## Data shown
*-*-*

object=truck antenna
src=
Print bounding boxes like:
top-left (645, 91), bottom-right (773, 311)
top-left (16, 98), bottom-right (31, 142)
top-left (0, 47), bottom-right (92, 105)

*-*-*

## Exercise goal
Reproduce the lines above with "truck antenna" changed to "roof antenna" and everything else left unchanged.

## Reply
object=roof antenna
src=
Print bounding boxes like:
top-left (645, 91), bottom-right (773, 311)
top-left (16, 98), bottom-right (31, 142)
top-left (0, 47), bottom-right (92, 105)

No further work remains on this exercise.